** WHAT NEEDS TO BE DONE **
Could you retype every record below exactly as it appears?
⟨
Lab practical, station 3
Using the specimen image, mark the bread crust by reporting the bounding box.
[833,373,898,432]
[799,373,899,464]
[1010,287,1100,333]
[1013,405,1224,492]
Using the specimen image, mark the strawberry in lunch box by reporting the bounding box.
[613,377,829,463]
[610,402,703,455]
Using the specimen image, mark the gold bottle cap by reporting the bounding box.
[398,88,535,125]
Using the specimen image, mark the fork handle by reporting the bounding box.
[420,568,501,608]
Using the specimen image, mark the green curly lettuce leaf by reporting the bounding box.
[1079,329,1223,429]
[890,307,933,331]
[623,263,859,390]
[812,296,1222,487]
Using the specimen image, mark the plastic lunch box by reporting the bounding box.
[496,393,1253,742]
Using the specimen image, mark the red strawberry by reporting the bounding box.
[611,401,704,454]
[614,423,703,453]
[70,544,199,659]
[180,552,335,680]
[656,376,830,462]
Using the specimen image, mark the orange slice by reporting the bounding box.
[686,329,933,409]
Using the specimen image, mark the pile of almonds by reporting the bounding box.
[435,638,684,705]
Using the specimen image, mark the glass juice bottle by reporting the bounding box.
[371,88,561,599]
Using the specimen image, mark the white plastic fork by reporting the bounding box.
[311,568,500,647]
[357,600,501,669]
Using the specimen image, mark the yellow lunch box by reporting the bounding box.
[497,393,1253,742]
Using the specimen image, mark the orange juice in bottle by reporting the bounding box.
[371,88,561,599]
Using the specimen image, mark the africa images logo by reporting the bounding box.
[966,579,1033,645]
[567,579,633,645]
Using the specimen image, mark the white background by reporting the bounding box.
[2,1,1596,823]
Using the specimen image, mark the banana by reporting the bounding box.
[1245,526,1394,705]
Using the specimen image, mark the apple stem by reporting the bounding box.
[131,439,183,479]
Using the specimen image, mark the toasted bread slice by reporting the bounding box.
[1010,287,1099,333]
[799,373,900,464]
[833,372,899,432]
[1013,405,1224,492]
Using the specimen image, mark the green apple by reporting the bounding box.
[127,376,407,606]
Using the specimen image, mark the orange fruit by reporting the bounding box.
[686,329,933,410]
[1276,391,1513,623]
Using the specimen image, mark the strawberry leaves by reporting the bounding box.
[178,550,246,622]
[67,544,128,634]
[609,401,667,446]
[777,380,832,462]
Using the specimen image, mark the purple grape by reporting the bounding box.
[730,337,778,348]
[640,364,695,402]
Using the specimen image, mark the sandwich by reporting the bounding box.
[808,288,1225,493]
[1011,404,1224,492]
⟩
** ANSWER BOX **
Lab practical, station 3
Using the specimen image, mark the bread crust by reporting the bounding box.
[833,373,898,432]
[799,373,899,464]
[1010,287,1100,333]
[1013,405,1224,492]
Using the specimen image, mark the strawberry in lunch box by reporting the bounding box.
[613,377,829,463]
[610,402,703,455]
Using the specimen image, mark the gold bottle cap by reporting the bounding box.
[398,88,535,125]
Using the specimen image, mark the fork handle by reporting the bounding box.
[420,568,501,608]
Using the specimen image, mark the green curly lettuce leaf by reporting the bounding box.
[1079,329,1223,429]
[890,307,933,331]
[623,263,859,390]
[812,296,1222,487]
Using the specimen image, mark the plastic lunch box by reporting the bounding box.
[496,393,1253,742]
Using the specimen image, mark the red strawberry by reporting the bounding box.
[611,401,704,454]
[614,423,703,453]
[70,544,199,659]
[180,552,335,680]
[656,376,830,462]
Using the specimen image, mark the orange slice by reporting the bounding box.
[686,329,933,409]
Using the specimen image, mark the pile of almonds by reporting the bounding box.
[435,638,684,705]
Using the specimen image, mark the glass juice bottle by reporting the bounding box.
[371,88,561,599]
Using the specimen image, mark the white plastic fork by reporting the bounding box.
[311,568,500,647]
[357,600,501,669]
Using the specimen image, mark the yellow lunch box by reporting the bounding box.
[497,393,1253,742]
Using the specimen image, mark the orange juice in bottle by reporting the bounding box.
[371,88,561,599]
Using the specimen image, mark the africa images logo by reporting the bounding box.
[966,579,1033,645]
[567,579,633,645]
Using the specimen image, mark the white background by reporting the bounding box.
[2,1,1596,823]
Using the specimen image, mark the banana by reporting the bounding box.
[1245,526,1394,705]
Using the specimen image, mark the apple stem by reporting the bounding box.
[131,439,183,479]
Using the specimen image, mark the toasted bread slice by reporting the bounding box.
[1010,287,1099,333]
[799,373,900,464]
[833,372,899,432]
[1013,405,1224,492]
Using the specimen image, mark the green apple by reporting the bounding box.
[127,376,407,606]
Using the specimen image, mark the orange fruit by reporting the bounding box.
[686,329,933,410]
[1276,391,1513,623]
Using the specimen image, mark the strawberry leaves by reporting the bounding box.
[178,550,246,622]
[67,544,128,634]
[609,401,667,446]
[777,380,832,462]
Using the specimen image, mark the purple grape by reporting the bounding box.
[730,337,778,348]
[640,364,695,402]
Using the specimen image, mark the sandwich by reporting the bounding box.
[808,288,1225,493]
[1011,404,1224,492]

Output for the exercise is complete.